**EXERCISE DATA:**
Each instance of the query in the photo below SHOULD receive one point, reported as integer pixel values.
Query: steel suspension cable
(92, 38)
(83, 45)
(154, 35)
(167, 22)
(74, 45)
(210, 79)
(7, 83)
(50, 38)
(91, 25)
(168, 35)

**YOUR INSTRUCTIONS:** Could you extract each line of the entries above and copy it word for word?

**SOLVED PROBLEM:**
Each instance of the query in the photo below SHOULD receive one point, reported as integer pixel values.
Query: steel suspension cable
(92, 38)
(83, 45)
(154, 35)
(167, 22)
(74, 45)
(210, 79)
(7, 83)
(50, 38)
(91, 25)
(168, 35)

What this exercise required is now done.